_SOURCE INFORMATION:_
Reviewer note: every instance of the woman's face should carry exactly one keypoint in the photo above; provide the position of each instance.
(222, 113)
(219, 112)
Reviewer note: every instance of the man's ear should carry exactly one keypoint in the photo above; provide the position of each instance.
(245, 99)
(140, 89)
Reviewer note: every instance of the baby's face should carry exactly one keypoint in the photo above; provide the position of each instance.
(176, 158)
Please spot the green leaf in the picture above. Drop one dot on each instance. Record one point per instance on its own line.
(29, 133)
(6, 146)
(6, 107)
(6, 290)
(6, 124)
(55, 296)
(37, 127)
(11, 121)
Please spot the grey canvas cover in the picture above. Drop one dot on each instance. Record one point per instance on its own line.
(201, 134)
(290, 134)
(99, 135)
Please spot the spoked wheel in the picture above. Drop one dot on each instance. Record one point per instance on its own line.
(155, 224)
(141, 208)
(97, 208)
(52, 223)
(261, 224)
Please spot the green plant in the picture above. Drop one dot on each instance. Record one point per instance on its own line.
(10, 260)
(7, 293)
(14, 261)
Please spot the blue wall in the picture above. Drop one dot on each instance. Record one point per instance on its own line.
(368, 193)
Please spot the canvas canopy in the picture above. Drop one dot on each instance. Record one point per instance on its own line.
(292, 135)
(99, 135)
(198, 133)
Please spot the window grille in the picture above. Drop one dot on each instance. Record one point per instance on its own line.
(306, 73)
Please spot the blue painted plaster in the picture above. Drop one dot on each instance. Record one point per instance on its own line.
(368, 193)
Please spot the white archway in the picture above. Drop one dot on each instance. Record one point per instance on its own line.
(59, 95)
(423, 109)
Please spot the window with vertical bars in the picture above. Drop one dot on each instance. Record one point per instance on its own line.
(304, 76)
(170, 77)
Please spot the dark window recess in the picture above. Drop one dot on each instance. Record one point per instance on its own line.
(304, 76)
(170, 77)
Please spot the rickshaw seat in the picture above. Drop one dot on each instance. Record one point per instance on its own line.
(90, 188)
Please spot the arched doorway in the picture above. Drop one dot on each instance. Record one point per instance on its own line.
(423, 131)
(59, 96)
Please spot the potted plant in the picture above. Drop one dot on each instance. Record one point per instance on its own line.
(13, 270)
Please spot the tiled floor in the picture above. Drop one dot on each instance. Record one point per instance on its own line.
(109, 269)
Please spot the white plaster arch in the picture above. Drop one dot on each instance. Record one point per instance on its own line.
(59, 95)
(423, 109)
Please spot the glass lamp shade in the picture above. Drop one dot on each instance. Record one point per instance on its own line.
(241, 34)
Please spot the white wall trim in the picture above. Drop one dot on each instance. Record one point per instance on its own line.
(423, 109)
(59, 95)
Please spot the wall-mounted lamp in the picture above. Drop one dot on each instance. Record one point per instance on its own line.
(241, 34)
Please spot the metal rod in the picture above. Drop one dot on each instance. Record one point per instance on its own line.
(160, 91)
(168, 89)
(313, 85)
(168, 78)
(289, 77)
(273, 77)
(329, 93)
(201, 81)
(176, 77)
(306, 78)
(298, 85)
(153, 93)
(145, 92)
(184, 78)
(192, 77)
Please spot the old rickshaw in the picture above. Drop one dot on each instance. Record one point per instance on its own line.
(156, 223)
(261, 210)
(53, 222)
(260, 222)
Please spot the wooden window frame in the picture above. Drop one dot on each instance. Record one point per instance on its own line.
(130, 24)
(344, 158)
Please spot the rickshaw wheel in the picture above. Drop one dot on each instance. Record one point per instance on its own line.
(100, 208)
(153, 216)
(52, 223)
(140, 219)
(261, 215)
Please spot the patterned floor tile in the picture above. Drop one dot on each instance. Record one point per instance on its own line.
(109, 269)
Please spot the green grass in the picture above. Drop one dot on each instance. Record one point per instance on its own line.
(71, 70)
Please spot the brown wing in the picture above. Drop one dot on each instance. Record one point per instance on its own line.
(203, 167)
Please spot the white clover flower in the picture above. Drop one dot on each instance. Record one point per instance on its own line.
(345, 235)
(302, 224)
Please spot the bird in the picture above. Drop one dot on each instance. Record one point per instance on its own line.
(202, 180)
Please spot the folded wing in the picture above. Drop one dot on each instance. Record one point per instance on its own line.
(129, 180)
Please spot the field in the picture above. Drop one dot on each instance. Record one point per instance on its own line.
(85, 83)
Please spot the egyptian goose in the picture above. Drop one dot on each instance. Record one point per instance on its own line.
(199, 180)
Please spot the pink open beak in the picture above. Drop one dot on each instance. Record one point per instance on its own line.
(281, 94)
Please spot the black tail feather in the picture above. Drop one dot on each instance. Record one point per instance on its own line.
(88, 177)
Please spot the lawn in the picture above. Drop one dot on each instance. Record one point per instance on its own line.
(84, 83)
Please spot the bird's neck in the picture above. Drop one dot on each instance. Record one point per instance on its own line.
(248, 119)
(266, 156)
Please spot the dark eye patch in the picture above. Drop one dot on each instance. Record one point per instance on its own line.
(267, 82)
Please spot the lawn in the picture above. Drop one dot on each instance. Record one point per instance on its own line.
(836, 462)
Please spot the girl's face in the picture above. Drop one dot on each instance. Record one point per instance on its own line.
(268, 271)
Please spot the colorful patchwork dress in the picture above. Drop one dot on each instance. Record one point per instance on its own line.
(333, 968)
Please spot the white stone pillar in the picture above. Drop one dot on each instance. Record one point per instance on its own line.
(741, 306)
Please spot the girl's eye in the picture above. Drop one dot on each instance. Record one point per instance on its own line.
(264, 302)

_AIM OF THE TASK:_ Write the material out once more so that every line matches the original.

_EXPECTED ANSWER:_
Reviewer note: every instance of the woman's face should carry exactly one keypoint in the photo above; provide the position of each instance.
(222, 113)
(219, 112)
Reviewer note: every instance of the man's ear should carry exactly one keypoint in the photo above; provide the position of each instance.
(245, 99)
(140, 89)
Reviewer note: every instance of the baby's face should carry exactly one keypoint in the photo above; provide the position of each instance.
(176, 158)
Please spot the green leaf in the picture above. Drop one dot on each instance. Record one point per instance on its own line.
(29, 133)
(6, 146)
(6, 107)
(6, 290)
(6, 124)
(55, 296)
(37, 127)
(11, 121)
Please spot the grey canvas cover in the picture above. Drop one dot on each instance. Record one point per instance on its own line.
(201, 134)
(290, 134)
(99, 135)
Please spot the spoked wheel in the picture above. Drop one dot on each instance. Record one point per instance on its own line.
(155, 224)
(141, 208)
(97, 208)
(52, 223)
(261, 224)
Please spot the green plant in the picture above. Drop one dot on each instance. Record one point per instance on its own line.
(10, 260)
(7, 293)
(14, 261)
Please spot the blue wall in the picture above. Drop one dot on each instance. Record one point per instance on its own line.
(368, 193)
Please spot the canvas canopy in the picture above. Drop one dot on each instance. Record one point per instance on its own line.
(292, 135)
(99, 135)
(198, 133)
Please spot the window grille in the picture above. Drop one dot on each instance. Record one point per instance on its own line.
(306, 73)
Please spot the blue painted plaster in the picture above. Drop one dot on each instance. Record one point per instance on its own line.
(368, 193)
Please spot the white archway in the picture above. Drop one dot on each instance. Record one point per instance on its own line.
(59, 95)
(423, 109)
Please spot the window with vertical bars in the picture above. Drop one dot on each instance. Record one point per instance on its own line.
(304, 76)
(170, 77)
Please spot the dark window recess in the picture above. Drop one dot on each instance. Record one point per instance on its own line.
(304, 76)
(170, 77)
Please spot the rickshaw seat in the picture above. Drop one dot on each instance. Record one point per instance on its own line.
(90, 188)
Please spot the arched doorway in the picture above. Drop one dot on each instance. Record one point per instance on its own line.
(423, 131)
(59, 96)
Please spot the potted plant in the picture above. Drop one dot on each instance. Record one point per instance on its own line.
(13, 270)
Please spot the tiled floor in the picture above. Drop one dot on each instance. Record one point per instance on its own line.
(109, 269)
Please spot the white plaster arch in the picture above. Drop one dot on each instance. Record one point per instance on its own line.
(59, 95)
(423, 109)
Please spot the glass lamp shade in the picture above. Drop one dot on each instance. Record one point per instance on its own line.
(241, 34)
Please spot the white wall trim in the picture above. Drop one dot on each instance. Record one point per instance on its own line.
(423, 109)
(59, 95)
Please spot the wall-mounted lamp in the picture above. Drop one dot on each instance. Record one point per instance on its own line.
(241, 34)
Please spot the metal rod in the picture above. Drop one dot on each instance. Record one point per instance on its own line.
(160, 91)
(168, 89)
(313, 85)
(168, 78)
(289, 77)
(273, 77)
(329, 93)
(201, 81)
(176, 77)
(306, 78)
(298, 85)
(153, 93)
(145, 92)
(184, 78)
(192, 77)
Please spot the old rickshaw in the picture above. Drop one dot on each instance. Record one point per instance on its own line.
(156, 223)
(261, 210)
(53, 222)
(260, 222)
Please spot the wooden window frame in the picture above. Drop one dot on each instance. Record one point per instance on its own line.
(130, 24)
(344, 158)
Please spot the rickshaw wheel in the picture above. Drop one dot on each instance. Record one point per instance on its own line.
(100, 208)
(153, 216)
(52, 223)
(140, 219)
(261, 215)
Please spot the patterned floor tile in the picture above. Drop one dot on each instance. Record one point per instance on its own line.
(109, 269)
Please spot the green grass in the picture above. Drop one dot on each instance. Record one point per instance on its own line.
(71, 70)
Please spot the brown wing in the picture above. Drop one dot on each instance. Record one point per instance on its own line.
(203, 167)
Please spot the white clover flower in the picture above. Drop one dot on each instance. Record one point per instance on its own line.
(345, 235)
(302, 224)
Please spot the bird in the picture above. Drop one dot on each instance. Record one point per instance on its own line.
(202, 180)
Please spot the folded wing in the picture above. Drop one dot on each instance. Record one point per instance on its own line.
(129, 180)
Please spot the field in the picture above. Drop one dot on each instance. Record one point per instance on its own line.
(85, 83)
Please spot the egyptian goose in the picture above. Drop one dot on each instance. Record one point per instance on its own line.
(199, 180)
Please spot the pink open beak in the picture above. Drop one dot on each instance. Record one point per instance on its own line.
(281, 94)
Please spot the black tail feather in the picture above. Drop one dot on each instance. Record one point per instance on its own line.
(88, 177)
Please spot the lawn in the picture above. Drop one dot on each instance. Record one point per instance on its own line.
(84, 83)
Please spot the bird's neck in the picture above. Drop one dot on each instance. Record one point per instance on its own line.
(248, 119)
(266, 156)
Please spot the dark eye patch in the picture above. Drop one dot on each instance. Record one point per instance on its own line.
(267, 82)
Please spot the lawn in the picture above. Drop one dot on each instance. Record one point per instance on its own line.
(836, 462)
Please spot the girl's face in the picture above. Drop one dot on each instance. Record one point per instance on its own line.
(268, 271)
Please spot the colorful patchwork dress in the picture above. Drop one dot on each instance. Record one point per instance on its own line.
(333, 968)
Please spot the white stone pillar in the picture above. Drop one dot on each instance. Record one point per instance on its own line.
(741, 306)
Please spot the girl's eye in the picture above. Drop one dot on each instance. Record one point per instance on its own line.
(264, 302)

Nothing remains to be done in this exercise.